One line in the listing below contains "Target: fan pull chain". Repeat that line and each line after it exactly, ending with the last one.
BEGIN Supplied information
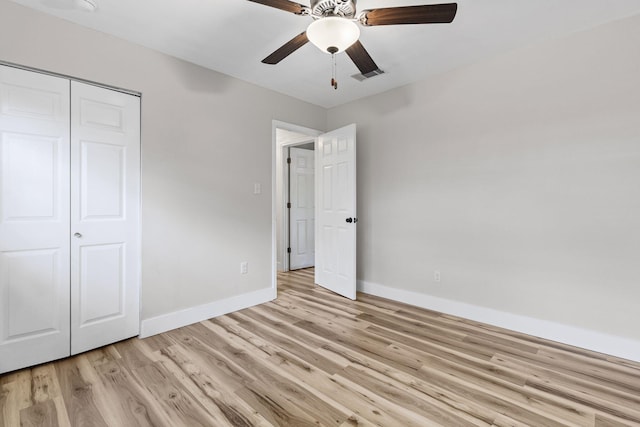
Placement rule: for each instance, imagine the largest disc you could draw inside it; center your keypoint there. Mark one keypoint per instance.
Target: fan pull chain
(334, 82)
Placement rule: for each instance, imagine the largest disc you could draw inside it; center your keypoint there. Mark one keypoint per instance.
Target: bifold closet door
(105, 212)
(34, 218)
END Supplied information
▸ **Solved problem**:
Target: fan pull chain
(334, 82)
Placement rule: for each instance, imagine the largest disc you could draw inside it; center your keypoint there. Mark one keypoint per instance.
Target: bifold closet door
(105, 212)
(34, 218)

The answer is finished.